AIM: Can you carry the aquarium forum thread about the vanishing neon tetras forward from the point where it stops?

EXTRACT PROVIDED:
______

I actually don't have any snails or any sort of scavenger in the tank. All I can say right now is that the neons have disappeared. They must be special neons that are amazing at magic because they fooled me with their slight of hand. Still no sign of them though.

I'll check tomorrow morning to see if I only have 5. If I do then I'm thinking my suitemates are playing a trick on me...a very evil trick...

EDIT: I still had 6 tetras this morning. Hopefully the disappearances are over with.


----------



## Karackle (Dec 11, 2007)

Glad to hear you still have 6! I hope it stays that way too!!!


----------



## Betta Maniac (Dec 3, 2010)

Houdini fish?


----------



## AquaStudent (Jan 4, 2011)

I have a few updates even though it's only been a day. I caught Pax pestering one of the large neons today. The neon had a large chunk of his tail bitten off and couldn't swim away. By the time I realized what was happening it was too late. The neon got caught in some algae and couldn't get out. I am going to keep a very close eye on Pax. If worse comes to worse I'll take the remaining neons back to walmart. I don't have the room to get another tank so I won't be able to truly separate them. I'm just going to keep a very close eye on him. 

On a more up note I have uploaded another video. This one is about my trip and a short overview of how I transported my tank. The acting is horrible but the information is still there. I'll most likely end up doing a remake when I move again at the end of spring.

http://www.youtube.com/watch?v=boHrnv7MsDc


----------



## orchidman (Dec 15, 2010)

maybe you could give the neons to a roommate or friend? didnt you say they were gonna set up tanks too? because walmart will just flush them


----------



## AquaStudent (Jan 4, 2011)

orchidman said:


> maybe you could give the neons to a roommate or friend? didnt you say they were gonna set up tanks too? because walmart will just flush them


Yes I will do that but honestly giving them to my roommates/friends would be nearly as bad as giving them to walmart. I'm going to see how these guys fair. It may have been the concentration of the neons that bothered Pax. Also I was playing around with Pax using a mirror. I may have worked him up which is why he was so active. I haven't seen any aggressive behavior from him so far today.

I really wish I had the ability to set up an additional tank (that I would be able to control).


----------



## AquaStudent (Jan 4, 2011)

______

EXTRACTED DATA:
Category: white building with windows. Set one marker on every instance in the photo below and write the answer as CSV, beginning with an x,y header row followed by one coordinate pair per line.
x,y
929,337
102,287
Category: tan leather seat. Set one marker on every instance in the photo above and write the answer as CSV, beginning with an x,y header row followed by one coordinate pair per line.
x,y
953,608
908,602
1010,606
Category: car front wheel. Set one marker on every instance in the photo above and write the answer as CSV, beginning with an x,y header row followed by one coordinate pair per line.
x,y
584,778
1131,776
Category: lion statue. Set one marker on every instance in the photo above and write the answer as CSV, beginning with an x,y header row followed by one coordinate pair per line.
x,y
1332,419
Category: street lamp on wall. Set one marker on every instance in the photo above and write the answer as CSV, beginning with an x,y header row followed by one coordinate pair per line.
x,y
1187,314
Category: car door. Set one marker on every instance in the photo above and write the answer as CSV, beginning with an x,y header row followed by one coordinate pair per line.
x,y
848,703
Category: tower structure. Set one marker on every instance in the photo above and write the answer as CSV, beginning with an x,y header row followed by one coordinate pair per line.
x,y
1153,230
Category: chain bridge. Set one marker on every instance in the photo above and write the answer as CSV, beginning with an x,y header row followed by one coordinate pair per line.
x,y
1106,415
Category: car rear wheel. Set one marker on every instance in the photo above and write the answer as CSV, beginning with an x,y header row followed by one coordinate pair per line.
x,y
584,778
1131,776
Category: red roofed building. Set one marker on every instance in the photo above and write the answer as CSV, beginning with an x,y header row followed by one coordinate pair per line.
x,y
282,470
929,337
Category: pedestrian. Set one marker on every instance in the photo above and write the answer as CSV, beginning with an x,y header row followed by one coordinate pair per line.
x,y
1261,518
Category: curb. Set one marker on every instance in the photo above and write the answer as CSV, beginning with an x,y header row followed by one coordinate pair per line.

______

FINAL RESULT:
I want to do a little project on my tank. I want to start using DIY co2. My plants have been growing OK but not great. I also think adding C02 will help combat some of the green hair algae that's been attacking my moss (since I can't get root tabs there to help it out).

I've got a good plan for it the only thing I'm not confident about is the diffusing at the end. Would I be ok with just attaching the outlet to the base of my filter intake via rubber band? Will that break up the bubbles enough to diffuse it before too much is gassed off into the air? I've seen a whole bunch of fancy diffusers on youtube. I don't want to spend a lot of money.

Would a simple wood airstone work?


----------



## AquaStudent (Jan 4, 2011)

Ok well I went on a walmart run with my friends and picked up all the materials i needed to do a DIY Co2. This morning I set it up and now I'm just waiting for Co2. I'll be monitoring the pH levels every few hours and especially once the lights go out.

I am thinking about the future and I really want an algae eater. The common pleco gets larger than my tank so that wouldn't even be funny to put in there.

Would an albino bristlenose pleco work? I want something that's durable so I'm staying away from oto cats if possible. Snails are, well boring. Chinese Algae Eaters are EVIL!

Most of the sites I have said say that 20-29 gallon tanks are good for a breeding pair but what about a single pleco?

I believe they get to around 4 inches. Is that too big for my tank?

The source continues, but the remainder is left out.